# [GIVEN TEXT]
---

Functioning machine:


The Team!

We are Pablo Badiola (Deusto Lab) and Pedro Candeias (Fab Lab León). As a team we have managed to work and communicate effectively and independently even living 700 km apart and only meeting once to build the envisioned machine.


The idea

We first started out by exploring the idea of a Clothes folding machine but were soon advised that the machine, as clearly stated in the week's assignment, needs actuation and not just a mechanism+automation and application.

By looking at projects from previous Fab Academy students, one did seem interesting: A drawing machine/bot.

One of Pedro's first final project ideas was a tshirt drawing machine.
He eventually decided to do something else for the final project so we went ahead to try and build the best of both worlds, make a drawing machine….that can in the near future draw on textile.

There are a lot of different drawing machines out there, so we are not really inventing something new, but we do hope to add something to the current designs.

We eventually settle for what is commonly known as CoreXY Pen plotter machine

It's a type of machine that's been done over and over again in Fab Academy and has the advantage of having a lot of instructions online.

Here are some links:

A pen plotter is a device that draws images by moving a pen across a piece of paper. This type of machine can be built using an Arduino Uno, a CNC shield, two Nema17 stepper motors, and a servo motor to push the pen down or pull it up.

The Arduino Uno is a microcontroller board that provides the control logic for the plotter. The CNC shield is used to interface with the stepper motors and control their movement. The two Nema17 stepper motors are used to move the pen in the X and Y directions. The servo motor is used to control the height of the pen. To use the plotter, a design can be uploaded to the Arduino, which will then move the pen in the appropriate directions to create the image on the paper. The servo motor can be used to lift the pen up when it needs to move to a new position, and lower it down when it needs to draw a new line.

For this week's assignment we will only try to build a prototype, but we did try to think of development spirals.

Spirals:

  • Build a working prototype:
    • Make the machine work from a PC running Universal GCode Sender;
    • Make some Gcode test files;
    • Draw something;
  • Redesign the parts to add more functionality and make the machine prettier:
    • Add an acrylic cover;
    • Add End stops;
    • Correct parts that need correcting;
    • Make a part so that the machine can be in a more vertical position so that you can see the machine working without having to "stand on it".
    • Add a way to secure and stretch a shirt;
  • Automate the process with a Raspberry Pi and a Camera:
    • Write a script in python to automate the process:
    • Take a picture;
    • Convert picture to line drawing;
    • Convert picture to SVG;
    • Convert to GCode;
    • Send Gcode to machine;
    • Start machine automatically;

Planning the machine's building

There are a lot of resources online for a machine like this and that help out creating a BOM (bill of materials) of materials.

---

# [RECORDS SUPPLIED]
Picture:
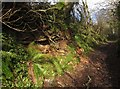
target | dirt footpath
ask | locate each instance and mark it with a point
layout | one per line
(100, 69)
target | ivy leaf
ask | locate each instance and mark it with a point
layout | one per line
(6, 70)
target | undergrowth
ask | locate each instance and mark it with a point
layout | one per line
(15, 69)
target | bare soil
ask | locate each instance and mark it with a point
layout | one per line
(101, 68)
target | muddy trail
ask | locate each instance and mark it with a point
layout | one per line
(100, 68)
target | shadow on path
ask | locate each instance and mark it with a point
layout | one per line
(112, 62)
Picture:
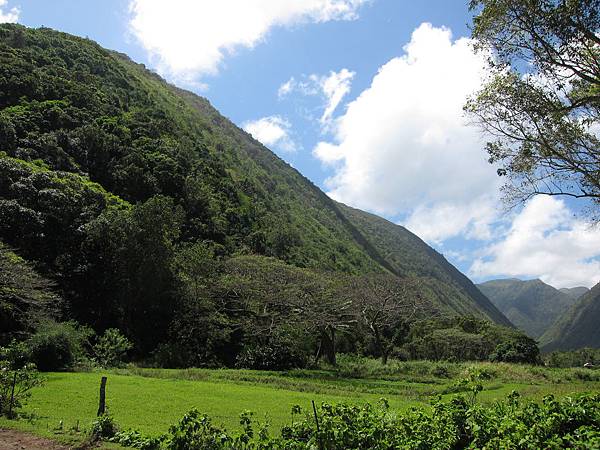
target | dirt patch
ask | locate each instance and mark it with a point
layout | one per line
(18, 440)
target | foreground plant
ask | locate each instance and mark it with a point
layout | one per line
(17, 378)
(573, 422)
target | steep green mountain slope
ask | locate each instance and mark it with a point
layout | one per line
(579, 327)
(531, 305)
(575, 292)
(107, 174)
(408, 255)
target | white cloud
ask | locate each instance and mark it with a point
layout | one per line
(187, 38)
(332, 87)
(272, 131)
(545, 241)
(10, 16)
(403, 147)
(472, 219)
(286, 88)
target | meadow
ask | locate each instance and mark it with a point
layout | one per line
(150, 400)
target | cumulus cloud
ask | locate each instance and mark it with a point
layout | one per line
(545, 241)
(272, 131)
(10, 16)
(187, 38)
(332, 87)
(403, 146)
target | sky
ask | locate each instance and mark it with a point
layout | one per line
(363, 97)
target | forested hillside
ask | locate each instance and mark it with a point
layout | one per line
(579, 327)
(530, 305)
(575, 292)
(150, 212)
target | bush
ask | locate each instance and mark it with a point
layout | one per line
(111, 347)
(104, 428)
(274, 356)
(58, 345)
(456, 423)
(14, 369)
(523, 350)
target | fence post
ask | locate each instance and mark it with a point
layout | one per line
(317, 422)
(102, 403)
(12, 395)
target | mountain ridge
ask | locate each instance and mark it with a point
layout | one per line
(107, 171)
(578, 327)
(531, 305)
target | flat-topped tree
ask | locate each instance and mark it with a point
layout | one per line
(385, 305)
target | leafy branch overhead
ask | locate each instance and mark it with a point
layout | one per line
(541, 104)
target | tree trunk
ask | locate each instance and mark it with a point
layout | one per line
(327, 346)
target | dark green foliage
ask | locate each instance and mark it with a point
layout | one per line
(573, 358)
(111, 348)
(437, 281)
(272, 356)
(145, 206)
(531, 306)
(541, 125)
(523, 350)
(57, 346)
(25, 297)
(578, 327)
(17, 378)
(104, 428)
(464, 339)
(458, 423)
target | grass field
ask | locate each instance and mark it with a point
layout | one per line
(150, 400)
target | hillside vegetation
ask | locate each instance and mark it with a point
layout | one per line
(530, 305)
(579, 327)
(150, 212)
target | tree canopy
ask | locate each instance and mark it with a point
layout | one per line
(541, 104)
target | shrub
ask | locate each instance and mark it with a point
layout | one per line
(522, 350)
(274, 356)
(58, 345)
(104, 428)
(456, 423)
(111, 347)
(15, 370)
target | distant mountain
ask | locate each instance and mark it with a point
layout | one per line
(407, 255)
(578, 327)
(531, 305)
(575, 292)
(108, 173)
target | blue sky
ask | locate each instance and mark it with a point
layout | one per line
(361, 96)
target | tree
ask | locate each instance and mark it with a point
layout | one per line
(385, 304)
(541, 104)
(25, 297)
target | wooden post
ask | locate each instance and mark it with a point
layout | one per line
(317, 422)
(102, 403)
(12, 395)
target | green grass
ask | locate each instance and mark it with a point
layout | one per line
(150, 400)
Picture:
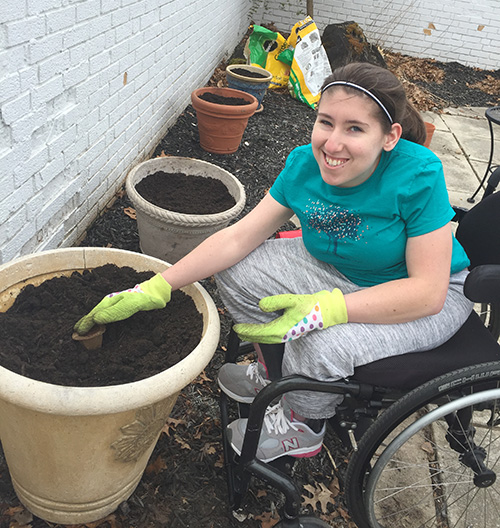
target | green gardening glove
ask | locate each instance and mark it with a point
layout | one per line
(149, 295)
(301, 314)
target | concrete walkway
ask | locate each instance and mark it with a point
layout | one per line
(462, 142)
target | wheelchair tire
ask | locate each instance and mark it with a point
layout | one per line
(410, 488)
(490, 315)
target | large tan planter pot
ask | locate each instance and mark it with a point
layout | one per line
(75, 453)
(170, 235)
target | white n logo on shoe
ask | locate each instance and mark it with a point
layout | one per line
(290, 443)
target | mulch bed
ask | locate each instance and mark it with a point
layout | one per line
(184, 484)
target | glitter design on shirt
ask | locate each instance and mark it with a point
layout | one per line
(336, 222)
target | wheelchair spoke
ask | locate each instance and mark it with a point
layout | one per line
(437, 476)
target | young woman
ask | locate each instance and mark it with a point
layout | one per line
(376, 273)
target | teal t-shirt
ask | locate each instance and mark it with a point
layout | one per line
(363, 230)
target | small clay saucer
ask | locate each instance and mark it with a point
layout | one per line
(92, 340)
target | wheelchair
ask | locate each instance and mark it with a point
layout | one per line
(423, 428)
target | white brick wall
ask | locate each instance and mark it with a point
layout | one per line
(87, 89)
(448, 30)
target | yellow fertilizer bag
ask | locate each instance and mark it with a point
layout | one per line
(310, 65)
(262, 49)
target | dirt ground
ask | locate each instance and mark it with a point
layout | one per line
(184, 484)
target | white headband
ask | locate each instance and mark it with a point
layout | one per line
(364, 90)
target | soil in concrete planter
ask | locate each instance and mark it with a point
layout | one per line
(35, 333)
(185, 194)
(248, 73)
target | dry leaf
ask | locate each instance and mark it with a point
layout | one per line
(334, 487)
(320, 494)
(202, 378)
(172, 423)
(181, 442)
(209, 448)
(155, 467)
(219, 463)
(268, 519)
(129, 211)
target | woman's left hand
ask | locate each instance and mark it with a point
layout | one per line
(302, 314)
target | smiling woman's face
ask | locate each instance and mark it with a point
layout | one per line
(347, 138)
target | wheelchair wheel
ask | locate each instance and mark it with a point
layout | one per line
(490, 315)
(431, 459)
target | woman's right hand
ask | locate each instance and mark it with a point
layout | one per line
(149, 295)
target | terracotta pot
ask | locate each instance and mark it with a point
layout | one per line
(75, 453)
(257, 86)
(429, 128)
(170, 235)
(221, 126)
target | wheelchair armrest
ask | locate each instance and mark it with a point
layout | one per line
(483, 284)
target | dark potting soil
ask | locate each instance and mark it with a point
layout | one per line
(36, 342)
(248, 73)
(221, 99)
(185, 194)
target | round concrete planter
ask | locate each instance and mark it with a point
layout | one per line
(75, 453)
(221, 126)
(257, 86)
(170, 235)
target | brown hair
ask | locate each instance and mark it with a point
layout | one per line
(386, 87)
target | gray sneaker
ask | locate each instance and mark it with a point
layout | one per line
(242, 382)
(280, 435)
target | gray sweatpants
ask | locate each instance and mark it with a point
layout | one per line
(285, 266)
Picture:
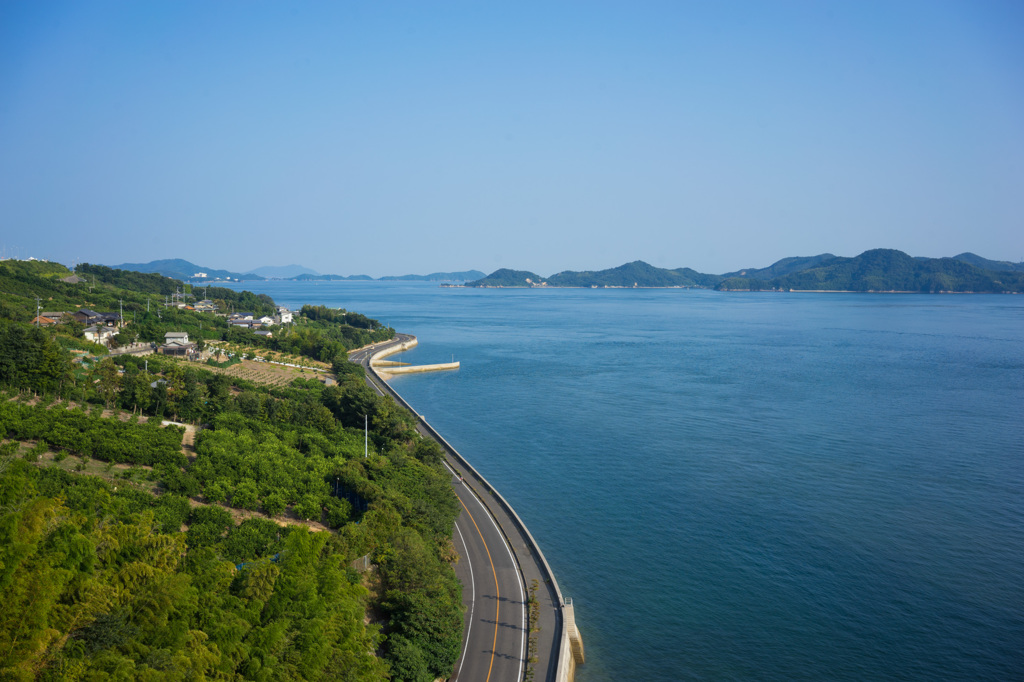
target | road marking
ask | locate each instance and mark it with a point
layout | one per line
(498, 592)
(522, 597)
(472, 592)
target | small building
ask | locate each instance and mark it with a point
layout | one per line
(178, 348)
(86, 316)
(99, 334)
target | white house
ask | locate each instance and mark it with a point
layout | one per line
(99, 334)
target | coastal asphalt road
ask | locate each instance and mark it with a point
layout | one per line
(495, 560)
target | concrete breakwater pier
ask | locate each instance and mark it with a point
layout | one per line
(378, 364)
(518, 626)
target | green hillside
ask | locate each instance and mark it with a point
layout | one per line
(183, 269)
(126, 555)
(887, 269)
(637, 273)
(782, 267)
(507, 278)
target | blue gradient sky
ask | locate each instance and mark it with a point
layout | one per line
(403, 137)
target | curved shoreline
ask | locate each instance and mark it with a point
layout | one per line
(566, 650)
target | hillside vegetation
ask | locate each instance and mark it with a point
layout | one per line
(103, 580)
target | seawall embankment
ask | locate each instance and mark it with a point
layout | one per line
(531, 563)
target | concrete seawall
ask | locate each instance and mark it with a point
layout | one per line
(570, 649)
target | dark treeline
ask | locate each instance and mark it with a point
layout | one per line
(103, 580)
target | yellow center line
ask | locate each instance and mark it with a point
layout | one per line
(498, 600)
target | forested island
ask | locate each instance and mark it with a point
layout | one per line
(876, 270)
(162, 518)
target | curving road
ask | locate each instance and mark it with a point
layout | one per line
(496, 559)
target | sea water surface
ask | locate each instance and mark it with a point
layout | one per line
(771, 486)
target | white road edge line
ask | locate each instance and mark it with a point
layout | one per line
(519, 578)
(472, 603)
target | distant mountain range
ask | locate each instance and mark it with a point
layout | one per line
(187, 271)
(465, 275)
(282, 271)
(879, 269)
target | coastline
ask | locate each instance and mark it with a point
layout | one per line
(556, 623)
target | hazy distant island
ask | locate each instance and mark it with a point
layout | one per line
(876, 270)
(178, 268)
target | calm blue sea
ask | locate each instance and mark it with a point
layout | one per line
(771, 486)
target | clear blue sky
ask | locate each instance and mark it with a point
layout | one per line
(396, 137)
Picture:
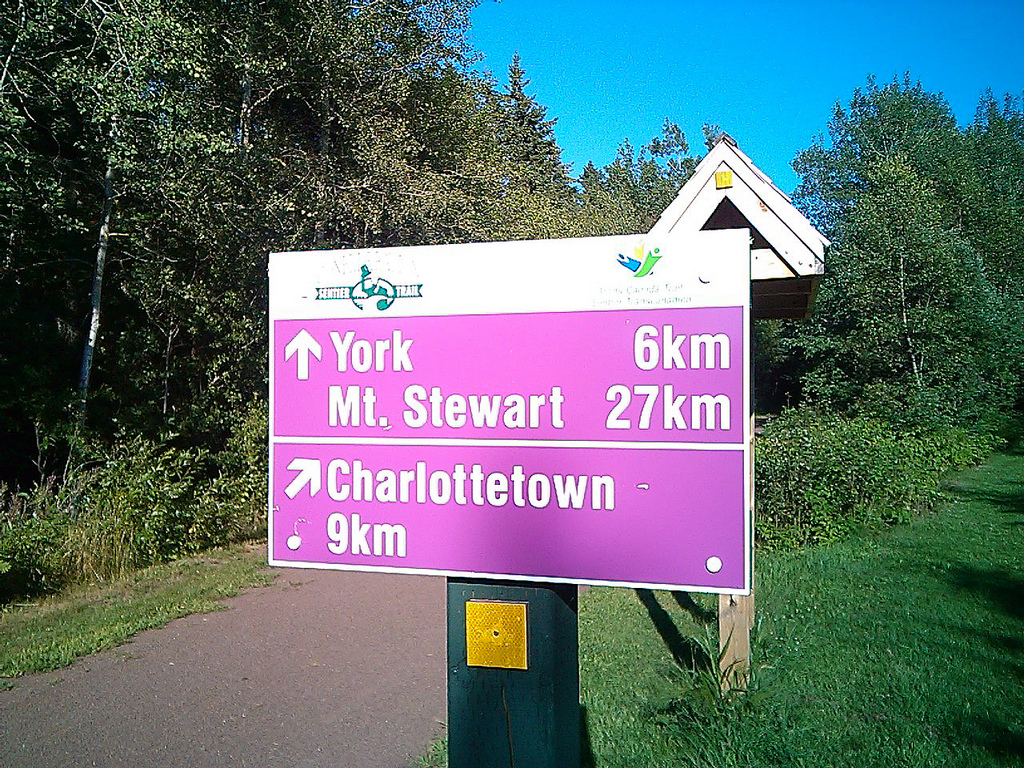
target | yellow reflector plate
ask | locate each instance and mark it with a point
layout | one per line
(496, 634)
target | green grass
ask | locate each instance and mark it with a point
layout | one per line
(900, 647)
(53, 632)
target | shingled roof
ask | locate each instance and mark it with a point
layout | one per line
(728, 192)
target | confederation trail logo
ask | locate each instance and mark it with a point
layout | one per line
(640, 264)
(367, 290)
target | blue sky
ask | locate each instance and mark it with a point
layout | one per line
(768, 73)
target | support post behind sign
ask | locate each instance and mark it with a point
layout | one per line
(513, 674)
(735, 612)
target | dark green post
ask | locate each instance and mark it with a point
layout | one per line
(514, 717)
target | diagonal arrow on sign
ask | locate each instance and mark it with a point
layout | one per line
(300, 347)
(308, 474)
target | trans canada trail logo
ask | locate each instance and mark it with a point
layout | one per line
(640, 264)
(369, 289)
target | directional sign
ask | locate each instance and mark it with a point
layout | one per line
(569, 411)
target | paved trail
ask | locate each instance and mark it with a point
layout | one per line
(321, 669)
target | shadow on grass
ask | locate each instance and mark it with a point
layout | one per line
(1003, 590)
(686, 652)
(587, 758)
(1008, 498)
(1004, 743)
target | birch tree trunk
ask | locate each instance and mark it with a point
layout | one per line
(97, 289)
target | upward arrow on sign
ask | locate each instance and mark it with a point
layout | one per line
(301, 346)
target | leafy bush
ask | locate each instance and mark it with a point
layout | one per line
(818, 476)
(233, 507)
(135, 504)
(30, 541)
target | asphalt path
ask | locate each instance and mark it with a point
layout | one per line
(322, 668)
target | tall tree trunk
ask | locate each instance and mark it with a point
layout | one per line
(97, 288)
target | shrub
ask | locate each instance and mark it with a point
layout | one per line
(819, 476)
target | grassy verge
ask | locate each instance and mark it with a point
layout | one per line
(900, 647)
(51, 633)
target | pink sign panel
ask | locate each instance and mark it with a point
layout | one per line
(592, 514)
(652, 375)
(604, 445)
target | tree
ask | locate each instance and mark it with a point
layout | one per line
(909, 324)
(629, 194)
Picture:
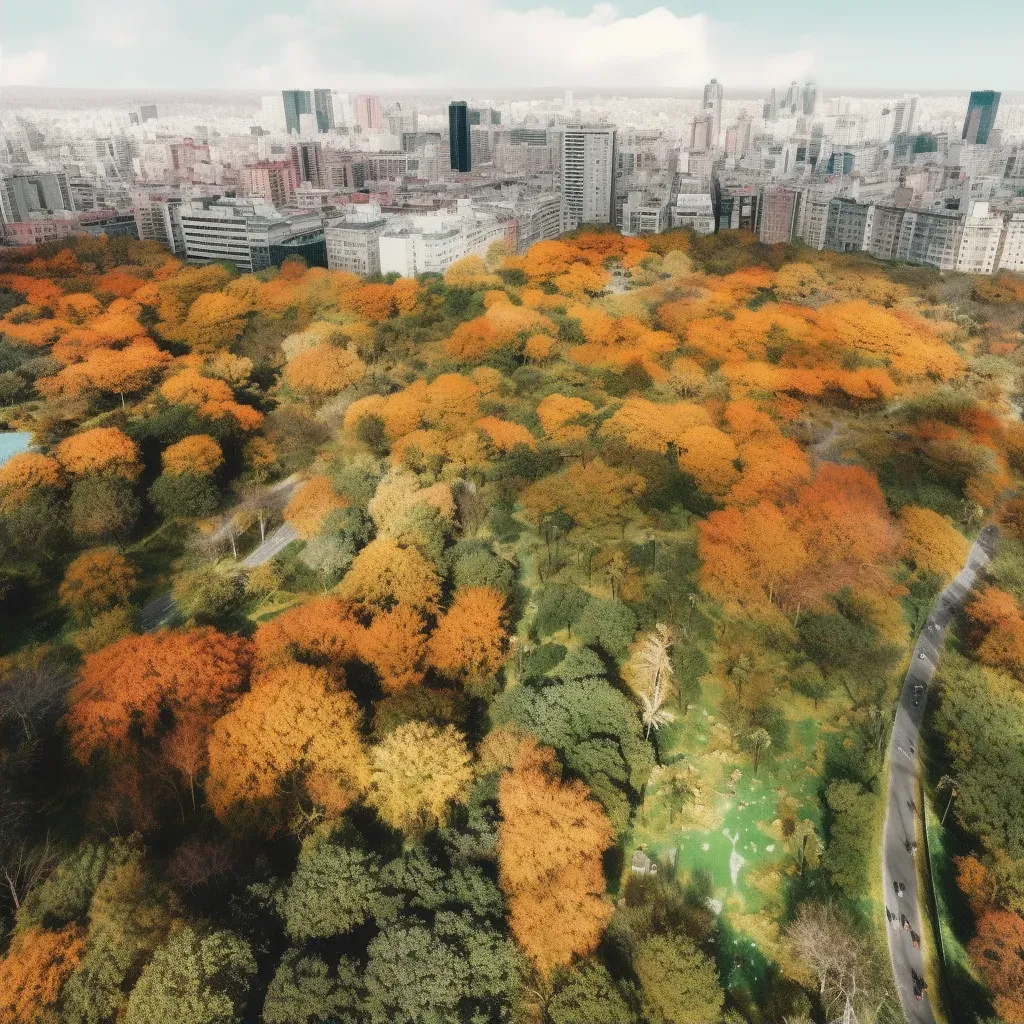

---

# [SET TASKS]
1/ Decide whether each statement below agrees with the pen plotter page, answering yes or no and quoting the deciding words of the page. (a) The two team members live 700 km apart and met only once to build the machine. (b) The plotter described uses three Nema17 stepper motors. (c) The servo motor moves the pen in the X and Y directions.
2/ Find every line of the records that contains the word "concrete" and copy each one.

# [ANSWERS FOR THIS EXERCISE]
1/
(a) Yes: "even living 700 km apart and only meeting once to build the envisioned machine"
(b) No: "two Nema17 stepper motors"
(c) No: "The servo motor is used to control the height of the pen."

2/
target | concrete walkway
target | soil in concrete planter
target | round concrete planter
target | concrete breakwater pier
target | concrete seawall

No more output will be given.